[Images for object localization]
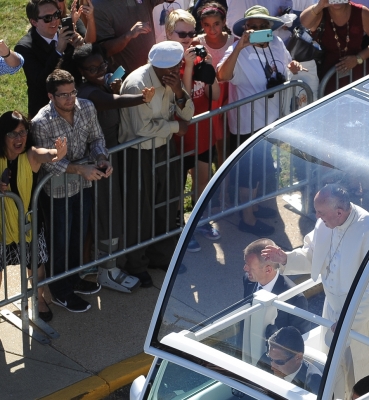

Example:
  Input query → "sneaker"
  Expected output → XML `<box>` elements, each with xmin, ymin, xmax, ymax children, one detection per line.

<box><xmin>196</xmin><ymin>222</ymin><xmax>221</xmax><ymax>240</ymax></box>
<box><xmin>253</xmin><ymin>206</ymin><xmax>278</xmax><ymax>219</ymax></box>
<box><xmin>74</xmin><ymin>279</ymin><xmax>101</xmax><ymax>295</ymax></box>
<box><xmin>187</xmin><ymin>236</ymin><xmax>201</xmax><ymax>252</ymax></box>
<box><xmin>79</xmin><ymin>266</ymin><xmax>98</xmax><ymax>279</ymax></box>
<box><xmin>129</xmin><ymin>271</ymin><xmax>153</xmax><ymax>288</ymax></box>
<box><xmin>51</xmin><ymin>293</ymin><xmax>91</xmax><ymax>313</ymax></box>
<box><xmin>238</xmin><ymin>219</ymin><xmax>275</xmax><ymax>236</ymax></box>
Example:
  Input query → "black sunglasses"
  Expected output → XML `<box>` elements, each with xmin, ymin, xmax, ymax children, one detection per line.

<box><xmin>37</xmin><ymin>10</ymin><xmax>61</xmax><ymax>23</ymax></box>
<box><xmin>266</xmin><ymin>352</ymin><xmax>295</xmax><ymax>366</ymax></box>
<box><xmin>174</xmin><ymin>30</ymin><xmax>196</xmax><ymax>38</ymax></box>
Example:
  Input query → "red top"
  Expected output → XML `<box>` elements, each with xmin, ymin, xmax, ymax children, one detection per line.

<box><xmin>174</xmin><ymin>60</ymin><xmax>215</xmax><ymax>155</ymax></box>
<box><xmin>315</xmin><ymin>2</ymin><xmax>367</xmax><ymax>93</ymax></box>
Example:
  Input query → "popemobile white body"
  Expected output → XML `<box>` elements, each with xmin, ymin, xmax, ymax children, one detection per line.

<box><xmin>131</xmin><ymin>76</ymin><xmax>369</xmax><ymax>400</ymax></box>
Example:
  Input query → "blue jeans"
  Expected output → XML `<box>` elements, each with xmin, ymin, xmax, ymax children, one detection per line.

<box><xmin>40</xmin><ymin>188</ymin><xmax>92</xmax><ymax>298</ymax></box>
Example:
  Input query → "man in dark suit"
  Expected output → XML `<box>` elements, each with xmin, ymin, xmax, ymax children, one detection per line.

<box><xmin>257</xmin><ymin>327</ymin><xmax>322</xmax><ymax>395</ymax></box>
<box><xmin>15</xmin><ymin>0</ymin><xmax>83</xmax><ymax>118</ymax></box>
<box><xmin>243</xmin><ymin>238</ymin><xmax>310</xmax><ymax>338</ymax></box>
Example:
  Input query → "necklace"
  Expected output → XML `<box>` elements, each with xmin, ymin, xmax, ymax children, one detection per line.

<box><xmin>330</xmin><ymin>17</ymin><xmax>350</xmax><ymax>58</ymax></box>
<box><xmin>325</xmin><ymin>207</ymin><xmax>356</xmax><ymax>278</ymax></box>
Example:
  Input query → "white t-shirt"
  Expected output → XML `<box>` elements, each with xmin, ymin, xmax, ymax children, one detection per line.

<box><xmin>226</xmin><ymin>0</ymin><xmax>288</xmax><ymax>31</ymax></box>
<box><xmin>152</xmin><ymin>0</ymin><xmax>191</xmax><ymax>43</ymax></box>
<box><xmin>218</xmin><ymin>36</ymin><xmax>292</xmax><ymax>134</ymax></box>
<box><xmin>292</xmin><ymin>0</ymin><xmax>316</xmax><ymax>12</ymax></box>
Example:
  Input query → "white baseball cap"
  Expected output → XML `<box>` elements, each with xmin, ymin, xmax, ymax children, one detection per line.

<box><xmin>148</xmin><ymin>41</ymin><xmax>184</xmax><ymax>68</ymax></box>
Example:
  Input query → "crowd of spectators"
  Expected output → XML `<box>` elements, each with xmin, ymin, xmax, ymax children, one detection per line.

<box><xmin>1</xmin><ymin>0</ymin><xmax>369</xmax><ymax>322</ymax></box>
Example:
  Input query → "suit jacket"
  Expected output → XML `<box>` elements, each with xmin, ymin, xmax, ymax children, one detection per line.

<box><xmin>257</xmin><ymin>354</ymin><xmax>322</xmax><ymax>395</ymax></box>
<box><xmin>243</xmin><ymin>274</ymin><xmax>311</xmax><ymax>337</ymax></box>
<box><xmin>15</xmin><ymin>27</ymin><xmax>63</xmax><ymax>118</ymax></box>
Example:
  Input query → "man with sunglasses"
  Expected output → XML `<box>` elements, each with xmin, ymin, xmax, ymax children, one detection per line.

<box><xmin>257</xmin><ymin>327</ymin><xmax>322</xmax><ymax>395</ymax></box>
<box><xmin>243</xmin><ymin>238</ymin><xmax>310</xmax><ymax>338</ymax></box>
<box><xmin>15</xmin><ymin>0</ymin><xmax>84</xmax><ymax>118</ymax></box>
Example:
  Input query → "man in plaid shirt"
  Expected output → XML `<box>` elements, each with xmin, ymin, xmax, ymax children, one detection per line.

<box><xmin>32</xmin><ymin>69</ymin><xmax>112</xmax><ymax>313</ymax></box>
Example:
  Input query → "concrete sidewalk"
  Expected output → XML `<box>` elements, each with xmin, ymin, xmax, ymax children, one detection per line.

<box><xmin>0</xmin><ymin>268</ymin><xmax>165</xmax><ymax>400</ymax></box>
<box><xmin>0</xmin><ymin>194</ymin><xmax>318</xmax><ymax>400</ymax></box>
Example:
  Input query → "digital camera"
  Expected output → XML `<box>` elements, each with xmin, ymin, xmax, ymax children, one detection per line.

<box><xmin>266</xmin><ymin>72</ymin><xmax>286</xmax><ymax>98</ymax></box>
<box><xmin>194</xmin><ymin>45</ymin><xmax>207</xmax><ymax>59</ymax></box>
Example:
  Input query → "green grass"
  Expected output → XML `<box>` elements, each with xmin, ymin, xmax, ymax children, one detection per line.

<box><xmin>0</xmin><ymin>0</ymin><xmax>30</xmax><ymax>115</ymax></box>
<box><xmin>0</xmin><ymin>1</ymin><xmax>212</xmax><ymax>216</ymax></box>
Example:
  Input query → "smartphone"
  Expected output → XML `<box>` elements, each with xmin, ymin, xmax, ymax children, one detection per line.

<box><xmin>97</xmin><ymin>166</ymin><xmax>107</xmax><ymax>173</ymax></box>
<box><xmin>328</xmin><ymin>0</ymin><xmax>348</xmax><ymax>3</ymax></box>
<box><xmin>249</xmin><ymin>29</ymin><xmax>273</xmax><ymax>44</ymax></box>
<box><xmin>107</xmin><ymin>66</ymin><xmax>126</xmax><ymax>84</ymax></box>
<box><xmin>61</xmin><ymin>17</ymin><xmax>73</xmax><ymax>32</ymax></box>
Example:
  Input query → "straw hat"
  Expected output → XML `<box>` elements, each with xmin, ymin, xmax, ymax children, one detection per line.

<box><xmin>232</xmin><ymin>5</ymin><xmax>284</xmax><ymax>37</ymax></box>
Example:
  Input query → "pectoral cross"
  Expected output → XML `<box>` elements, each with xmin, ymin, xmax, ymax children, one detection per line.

<box><xmin>326</xmin><ymin>264</ymin><xmax>331</xmax><ymax>278</ymax></box>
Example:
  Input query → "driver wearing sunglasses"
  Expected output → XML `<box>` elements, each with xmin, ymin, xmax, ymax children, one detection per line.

<box><xmin>257</xmin><ymin>327</ymin><xmax>322</xmax><ymax>395</ymax></box>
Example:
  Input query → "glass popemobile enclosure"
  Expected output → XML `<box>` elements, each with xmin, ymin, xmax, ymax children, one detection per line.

<box><xmin>131</xmin><ymin>76</ymin><xmax>369</xmax><ymax>400</ymax></box>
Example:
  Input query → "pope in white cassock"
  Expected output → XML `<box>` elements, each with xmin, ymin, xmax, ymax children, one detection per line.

<box><xmin>261</xmin><ymin>184</ymin><xmax>369</xmax><ymax>399</ymax></box>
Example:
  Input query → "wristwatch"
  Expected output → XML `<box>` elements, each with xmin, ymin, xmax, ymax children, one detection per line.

<box><xmin>176</xmin><ymin>97</ymin><xmax>186</xmax><ymax>105</ymax></box>
<box><xmin>356</xmin><ymin>55</ymin><xmax>364</xmax><ymax>65</ymax></box>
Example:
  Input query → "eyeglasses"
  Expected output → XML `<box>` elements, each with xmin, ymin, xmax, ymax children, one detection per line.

<box><xmin>54</xmin><ymin>89</ymin><xmax>78</xmax><ymax>98</ymax></box>
<box><xmin>82</xmin><ymin>61</ymin><xmax>108</xmax><ymax>75</ymax></box>
<box><xmin>245</xmin><ymin>23</ymin><xmax>270</xmax><ymax>31</ymax></box>
<box><xmin>174</xmin><ymin>30</ymin><xmax>196</xmax><ymax>38</ymax></box>
<box><xmin>6</xmin><ymin>130</ymin><xmax>28</xmax><ymax>139</ymax></box>
<box><xmin>266</xmin><ymin>352</ymin><xmax>295</xmax><ymax>366</ymax></box>
<box><xmin>37</xmin><ymin>10</ymin><xmax>61</xmax><ymax>23</ymax></box>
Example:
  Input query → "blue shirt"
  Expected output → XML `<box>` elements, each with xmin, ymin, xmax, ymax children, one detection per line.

<box><xmin>0</xmin><ymin>52</ymin><xmax>24</xmax><ymax>76</ymax></box>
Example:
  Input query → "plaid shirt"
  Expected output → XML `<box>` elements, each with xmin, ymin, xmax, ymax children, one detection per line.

<box><xmin>0</xmin><ymin>52</ymin><xmax>24</xmax><ymax>75</ymax></box>
<box><xmin>32</xmin><ymin>98</ymin><xmax>108</xmax><ymax>198</ymax></box>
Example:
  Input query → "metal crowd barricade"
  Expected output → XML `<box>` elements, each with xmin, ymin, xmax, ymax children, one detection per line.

<box><xmin>0</xmin><ymin>80</ymin><xmax>312</xmax><ymax>341</ymax></box>
<box><xmin>0</xmin><ymin>192</ymin><xmax>52</xmax><ymax>344</ymax></box>
<box><xmin>318</xmin><ymin>61</ymin><xmax>368</xmax><ymax>99</ymax></box>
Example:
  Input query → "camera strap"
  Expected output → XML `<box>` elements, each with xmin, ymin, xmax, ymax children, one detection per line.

<box><xmin>253</xmin><ymin>46</ymin><xmax>272</xmax><ymax>81</ymax></box>
<box><xmin>253</xmin><ymin>45</ymin><xmax>281</xmax><ymax>81</ymax></box>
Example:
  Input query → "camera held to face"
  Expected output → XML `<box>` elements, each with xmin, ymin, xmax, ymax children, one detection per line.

<box><xmin>193</xmin><ymin>45</ymin><xmax>207</xmax><ymax>59</ymax></box>
<box><xmin>266</xmin><ymin>72</ymin><xmax>286</xmax><ymax>98</ymax></box>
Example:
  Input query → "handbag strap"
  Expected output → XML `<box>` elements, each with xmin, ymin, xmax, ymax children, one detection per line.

<box><xmin>314</xmin><ymin>13</ymin><xmax>326</xmax><ymax>46</ymax></box>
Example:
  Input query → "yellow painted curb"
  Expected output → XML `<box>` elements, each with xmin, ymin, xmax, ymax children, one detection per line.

<box><xmin>38</xmin><ymin>375</ymin><xmax>109</xmax><ymax>400</ymax></box>
<box><xmin>39</xmin><ymin>353</ymin><xmax>154</xmax><ymax>400</ymax></box>
<box><xmin>99</xmin><ymin>353</ymin><xmax>154</xmax><ymax>393</ymax></box>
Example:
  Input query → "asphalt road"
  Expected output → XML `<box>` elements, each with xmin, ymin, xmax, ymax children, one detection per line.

<box><xmin>103</xmin><ymin>385</ymin><xmax>130</xmax><ymax>399</ymax></box>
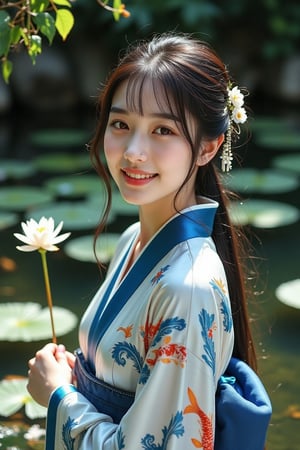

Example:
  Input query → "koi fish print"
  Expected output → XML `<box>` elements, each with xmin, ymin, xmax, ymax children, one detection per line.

<box><xmin>184</xmin><ymin>387</ymin><xmax>213</xmax><ymax>450</ymax></box>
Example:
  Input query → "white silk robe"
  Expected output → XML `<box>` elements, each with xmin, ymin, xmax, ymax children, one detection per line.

<box><xmin>45</xmin><ymin>199</ymin><xmax>234</xmax><ymax>450</ymax></box>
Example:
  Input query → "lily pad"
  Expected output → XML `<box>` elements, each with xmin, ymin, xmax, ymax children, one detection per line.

<box><xmin>0</xmin><ymin>159</ymin><xmax>36</xmax><ymax>181</ymax></box>
<box><xmin>0</xmin><ymin>211</ymin><xmax>19</xmax><ymax>230</ymax></box>
<box><xmin>229</xmin><ymin>199</ymin><xmax>299</xmax><ymax>228</ymax></box>
<box><xmin>0</xmin><ymin>187</ymin><xmax>53</xmax><ymax>211</ymax></box>
<box><xmin>0</xmin><ymin>302</ymin><xmax>77</xmax><ymax>342</ymax></box>
<box><xmin>272</xmin><ymin>153</ymin><xmax>300</xmax><ymax>175</ymax></box>
<box><xmin>45</xmin><ymin>174</ymin><xmax>105</xmax><ymax>198</ymax></box>
<box><xmin>223</xmin><ymin>168</ymin><xmax>299</xmax><ymax>194</ymax></box>
<box><xmin>64</xmin><ymin>233</ymin><xmax>120</xmax><ymax>263</ymax></box>
<box><xmin>0</xmin><ymin>377</ymin><xmax>47</xmax><ymax>419</ymax></box>
<box><xmin>30</xmin><ymin>128</ymin><xmax>90</xmax><ymax>147</ymax></box>
<box><xmin>275</xmin><ymin>279</ymin><xmax>300</xmax><ymax>309</ymax></box>
<box><xmin>254</xmin><ymin>130</ymin><xmax>300</xmax><ymax>150</ymax></box>
<box><xmin>34</xmin><ymin>152</ymin><xmax>91</xmax><ymax>173</ymax></box>
<box><xmin>27</xmin><ymin>202</ymin><xmax>103</xmax><ymax>230</ymax></box>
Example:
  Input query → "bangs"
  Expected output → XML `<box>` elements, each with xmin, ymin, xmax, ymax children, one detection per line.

<box><xmin>124</xmin><ymin>72</ymin><xmax>180</xmax><ymax>120</ymax></box>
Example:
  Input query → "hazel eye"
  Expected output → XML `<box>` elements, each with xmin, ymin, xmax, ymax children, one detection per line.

<box><xmin>155</xmin><ymin>126</ymin><xmax>173</xmax><ymax>136</ymax></box>
<box><xmin>111</xmin><ymin>120</ymin><xmax>128</xmax><ymax>130</ymax></box>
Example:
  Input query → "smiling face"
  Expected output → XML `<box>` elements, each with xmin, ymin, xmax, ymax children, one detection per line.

<box><xmin>104</xmin><ymin>79</ymin><xmax>199</xmax><ymax>217</ymax></box>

**Task requirements**
Your job is to copy out every line from the records above that has the word "face".

**Result**
  Input query → "camera held to face"
  Input query → "smiling face"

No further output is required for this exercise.